REQUIREMENT - Find the line with "Reviewer note: every instance of the white button-up", then retype it and each later line through the last, exactly. Leave out pictures.

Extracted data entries
-----
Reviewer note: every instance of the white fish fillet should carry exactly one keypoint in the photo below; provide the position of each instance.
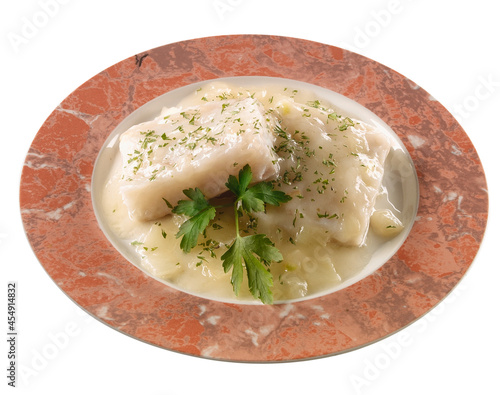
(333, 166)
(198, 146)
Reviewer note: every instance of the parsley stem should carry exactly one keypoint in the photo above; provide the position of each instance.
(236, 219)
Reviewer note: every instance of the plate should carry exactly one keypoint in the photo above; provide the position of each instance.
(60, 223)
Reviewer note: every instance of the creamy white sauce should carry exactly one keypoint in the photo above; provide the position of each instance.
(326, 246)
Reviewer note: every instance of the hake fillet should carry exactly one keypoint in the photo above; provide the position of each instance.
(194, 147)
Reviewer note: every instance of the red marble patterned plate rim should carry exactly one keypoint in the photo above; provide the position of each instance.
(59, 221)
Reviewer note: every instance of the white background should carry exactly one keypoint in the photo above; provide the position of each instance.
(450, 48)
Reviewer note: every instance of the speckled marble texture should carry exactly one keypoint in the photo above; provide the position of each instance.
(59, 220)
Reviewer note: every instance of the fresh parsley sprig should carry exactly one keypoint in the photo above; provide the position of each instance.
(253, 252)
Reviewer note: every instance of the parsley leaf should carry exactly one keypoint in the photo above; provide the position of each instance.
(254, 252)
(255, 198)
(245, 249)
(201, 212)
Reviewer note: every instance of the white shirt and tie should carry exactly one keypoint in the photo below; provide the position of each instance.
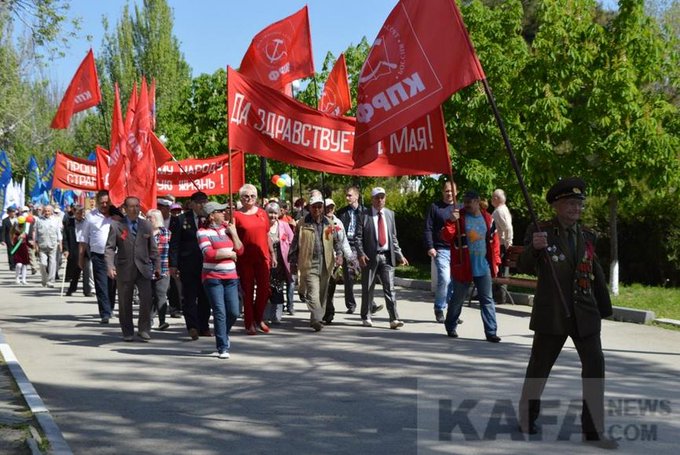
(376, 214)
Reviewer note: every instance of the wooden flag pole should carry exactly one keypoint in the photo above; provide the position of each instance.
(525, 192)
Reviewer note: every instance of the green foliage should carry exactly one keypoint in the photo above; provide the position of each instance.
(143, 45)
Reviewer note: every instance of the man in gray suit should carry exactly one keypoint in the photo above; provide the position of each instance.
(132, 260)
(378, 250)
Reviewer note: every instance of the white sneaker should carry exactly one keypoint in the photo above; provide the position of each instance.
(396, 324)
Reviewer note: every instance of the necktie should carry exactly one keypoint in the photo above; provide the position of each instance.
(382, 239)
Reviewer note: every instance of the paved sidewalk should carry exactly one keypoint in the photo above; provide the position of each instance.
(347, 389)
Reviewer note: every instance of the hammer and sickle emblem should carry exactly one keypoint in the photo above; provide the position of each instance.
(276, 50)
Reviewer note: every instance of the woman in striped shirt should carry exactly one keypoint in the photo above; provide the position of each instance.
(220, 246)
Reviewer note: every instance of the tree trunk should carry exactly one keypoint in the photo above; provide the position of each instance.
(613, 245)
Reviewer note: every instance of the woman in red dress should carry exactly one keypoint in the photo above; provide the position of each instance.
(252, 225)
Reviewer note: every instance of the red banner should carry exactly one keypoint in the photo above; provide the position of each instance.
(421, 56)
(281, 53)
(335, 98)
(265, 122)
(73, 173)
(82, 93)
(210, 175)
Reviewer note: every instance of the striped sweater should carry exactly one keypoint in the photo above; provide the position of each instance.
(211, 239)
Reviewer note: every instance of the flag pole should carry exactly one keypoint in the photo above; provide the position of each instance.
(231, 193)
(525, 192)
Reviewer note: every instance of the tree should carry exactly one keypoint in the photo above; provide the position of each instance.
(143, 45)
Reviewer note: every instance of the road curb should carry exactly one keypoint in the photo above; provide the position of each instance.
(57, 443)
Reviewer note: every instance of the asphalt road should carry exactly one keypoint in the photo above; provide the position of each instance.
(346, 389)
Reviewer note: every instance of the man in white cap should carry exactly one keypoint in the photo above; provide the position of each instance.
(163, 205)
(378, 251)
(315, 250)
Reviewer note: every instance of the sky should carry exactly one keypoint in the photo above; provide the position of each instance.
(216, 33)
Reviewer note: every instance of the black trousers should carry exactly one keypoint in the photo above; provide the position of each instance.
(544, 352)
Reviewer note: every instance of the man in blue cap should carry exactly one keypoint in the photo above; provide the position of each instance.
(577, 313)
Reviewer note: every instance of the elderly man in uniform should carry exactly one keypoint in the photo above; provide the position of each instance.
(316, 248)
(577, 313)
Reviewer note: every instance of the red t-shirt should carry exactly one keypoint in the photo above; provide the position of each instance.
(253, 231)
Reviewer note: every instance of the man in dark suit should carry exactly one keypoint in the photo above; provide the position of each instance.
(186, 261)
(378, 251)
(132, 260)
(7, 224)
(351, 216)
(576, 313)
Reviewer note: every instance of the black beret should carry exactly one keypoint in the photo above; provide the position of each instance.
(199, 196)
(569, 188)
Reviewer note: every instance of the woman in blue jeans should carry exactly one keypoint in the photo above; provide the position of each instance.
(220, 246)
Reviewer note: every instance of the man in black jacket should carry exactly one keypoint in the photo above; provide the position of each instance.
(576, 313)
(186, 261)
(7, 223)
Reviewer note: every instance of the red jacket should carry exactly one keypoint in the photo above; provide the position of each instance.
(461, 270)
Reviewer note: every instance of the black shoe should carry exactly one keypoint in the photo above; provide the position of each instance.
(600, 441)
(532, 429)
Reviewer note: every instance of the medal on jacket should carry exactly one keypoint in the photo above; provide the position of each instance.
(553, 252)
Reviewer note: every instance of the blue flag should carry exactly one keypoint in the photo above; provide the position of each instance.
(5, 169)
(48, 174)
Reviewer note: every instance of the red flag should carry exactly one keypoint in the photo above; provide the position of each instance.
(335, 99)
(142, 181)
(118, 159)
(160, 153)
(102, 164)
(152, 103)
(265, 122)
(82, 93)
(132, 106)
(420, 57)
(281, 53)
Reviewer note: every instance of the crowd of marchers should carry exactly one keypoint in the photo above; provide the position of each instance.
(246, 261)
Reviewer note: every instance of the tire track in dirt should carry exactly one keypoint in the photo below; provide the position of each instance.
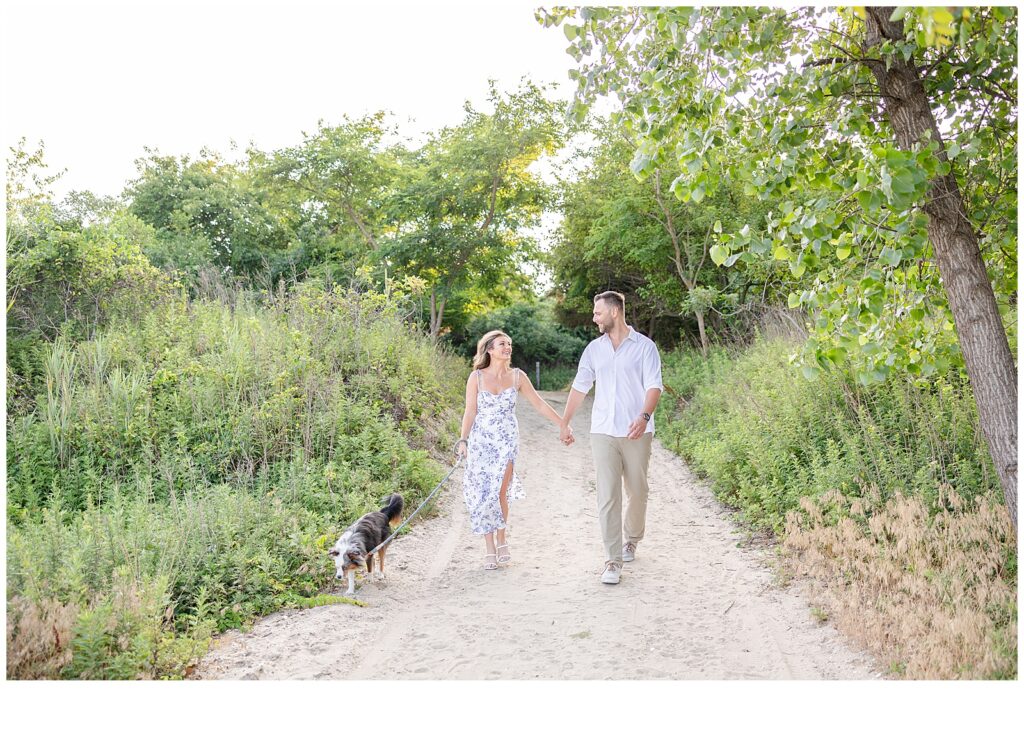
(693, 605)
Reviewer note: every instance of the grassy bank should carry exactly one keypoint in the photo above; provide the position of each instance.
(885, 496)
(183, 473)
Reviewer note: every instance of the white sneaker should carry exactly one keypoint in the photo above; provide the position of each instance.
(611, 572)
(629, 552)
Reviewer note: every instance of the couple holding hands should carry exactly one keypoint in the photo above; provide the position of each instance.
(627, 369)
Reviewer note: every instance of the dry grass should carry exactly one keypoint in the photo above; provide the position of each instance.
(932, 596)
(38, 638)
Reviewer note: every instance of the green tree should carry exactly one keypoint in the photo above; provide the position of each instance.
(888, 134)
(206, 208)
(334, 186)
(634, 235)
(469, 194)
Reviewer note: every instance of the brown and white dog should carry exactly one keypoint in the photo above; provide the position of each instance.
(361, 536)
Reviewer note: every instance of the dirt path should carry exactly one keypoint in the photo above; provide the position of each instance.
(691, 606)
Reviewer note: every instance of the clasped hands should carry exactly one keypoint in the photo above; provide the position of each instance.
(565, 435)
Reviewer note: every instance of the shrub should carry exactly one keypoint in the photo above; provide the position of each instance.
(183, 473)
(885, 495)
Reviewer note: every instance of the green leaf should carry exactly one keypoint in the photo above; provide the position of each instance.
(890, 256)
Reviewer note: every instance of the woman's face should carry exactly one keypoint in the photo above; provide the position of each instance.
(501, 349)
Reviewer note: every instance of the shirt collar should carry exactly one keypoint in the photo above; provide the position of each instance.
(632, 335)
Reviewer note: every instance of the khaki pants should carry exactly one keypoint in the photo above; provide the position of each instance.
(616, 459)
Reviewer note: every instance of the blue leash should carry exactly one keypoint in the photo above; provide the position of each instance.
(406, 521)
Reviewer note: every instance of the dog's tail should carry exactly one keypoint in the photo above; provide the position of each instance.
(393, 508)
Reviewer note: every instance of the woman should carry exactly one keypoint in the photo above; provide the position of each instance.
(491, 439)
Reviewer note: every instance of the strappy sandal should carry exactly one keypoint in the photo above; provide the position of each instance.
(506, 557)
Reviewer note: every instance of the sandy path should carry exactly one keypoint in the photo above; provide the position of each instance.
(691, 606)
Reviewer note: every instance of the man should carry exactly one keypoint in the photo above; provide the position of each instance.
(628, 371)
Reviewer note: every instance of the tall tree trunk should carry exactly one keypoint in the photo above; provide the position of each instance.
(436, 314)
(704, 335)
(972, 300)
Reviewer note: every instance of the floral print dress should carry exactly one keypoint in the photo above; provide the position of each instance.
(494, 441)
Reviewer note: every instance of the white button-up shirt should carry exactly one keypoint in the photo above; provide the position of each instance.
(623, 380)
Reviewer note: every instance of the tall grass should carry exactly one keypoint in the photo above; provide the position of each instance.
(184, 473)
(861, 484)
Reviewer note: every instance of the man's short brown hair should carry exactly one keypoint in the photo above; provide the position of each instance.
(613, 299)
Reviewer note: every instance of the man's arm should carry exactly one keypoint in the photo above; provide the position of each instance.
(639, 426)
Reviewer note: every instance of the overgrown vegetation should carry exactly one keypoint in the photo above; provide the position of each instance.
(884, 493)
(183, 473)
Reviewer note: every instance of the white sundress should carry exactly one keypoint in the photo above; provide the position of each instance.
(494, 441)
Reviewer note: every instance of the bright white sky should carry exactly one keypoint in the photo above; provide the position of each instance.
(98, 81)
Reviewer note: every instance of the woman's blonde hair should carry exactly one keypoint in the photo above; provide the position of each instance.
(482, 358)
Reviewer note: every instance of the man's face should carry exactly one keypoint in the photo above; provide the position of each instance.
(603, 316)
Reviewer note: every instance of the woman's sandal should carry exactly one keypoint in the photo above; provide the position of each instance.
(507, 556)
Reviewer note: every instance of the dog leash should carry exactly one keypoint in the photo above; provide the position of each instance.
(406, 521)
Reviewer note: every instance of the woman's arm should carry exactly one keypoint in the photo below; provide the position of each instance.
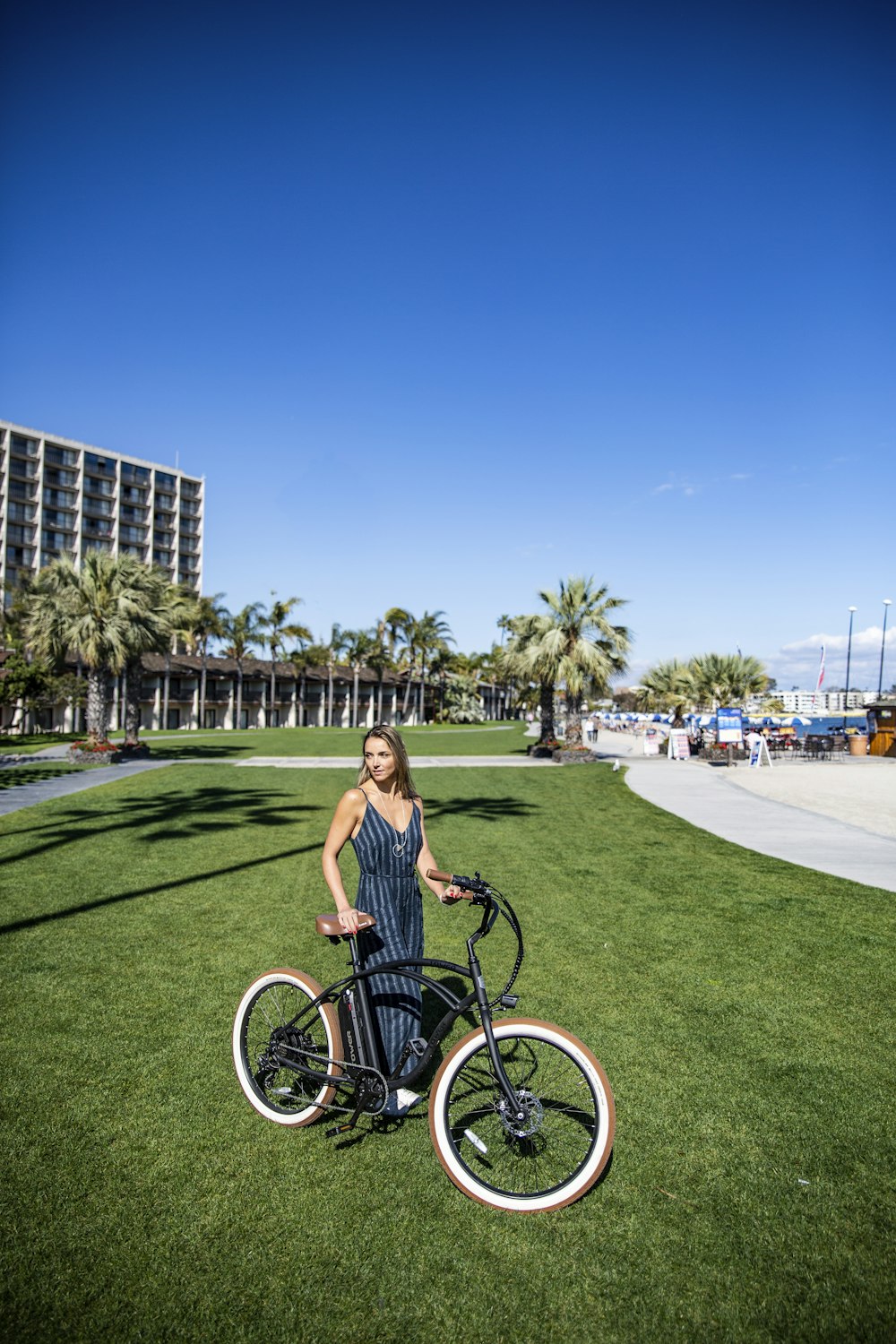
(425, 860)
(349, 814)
-----
RESULT FOR THIS EXERCISE -
Reviewer note: every instance of the white button-up shirt should carry exactly one keypoint in the photo above; provide the position of each instance.
(623, 380)
Reviewer note: every instance of the tall grass should carry exactly one keypoint in the photo above; provide the position of each instance.
(184, 473)
(861, 484)
Reviewer note: every instance of the man's short brown hair should carry exactly one keypoint in the photo above; provide the position of each instance.
(613, 299)
Reviewer note: every instance of the man's arm should carry exactly one keypoint in the photo above; provide the position of each instance.
(639, 426)
Reviewer note: every instance of the overgrown vegetation should carry exactly one keypoint in the photo above; provide the position of each instance.
(884, 493)
(183, 473)
Reviewer note: every instance of the white sundress should carry exactly one keypoint in the photo above; provide the position of each instance.
(494, 441)
Reviewer note: every instance of the bright white sky should carry exactly one keypoint in the photo above; provide the position of each instance.
(98, 81)
Reviewer note: every instance of the woman's blonde hair should carry exactly one keypoint in the photo above; provide the position of each instance.
(482, 358)
Reviewer note: every instance of the man's face should carry exactly one keypoint in the photo above; provide the position of each instance.
(603, 316)
Reviewer note: every instance of the woman's sandal should carry exactly one keypoint in the photo above; provide the position of each instance.
(507, 556)
Reviewer note: every instance of the dog leash should carry exactly one keypoint in the photo above; provide the position of each instance.
(406, 521)
Reviewer note: every instance of the woman's arm should carry exactly one keypoint in the photo below; provide the position of each instance.
(425, 860)
(349, 814)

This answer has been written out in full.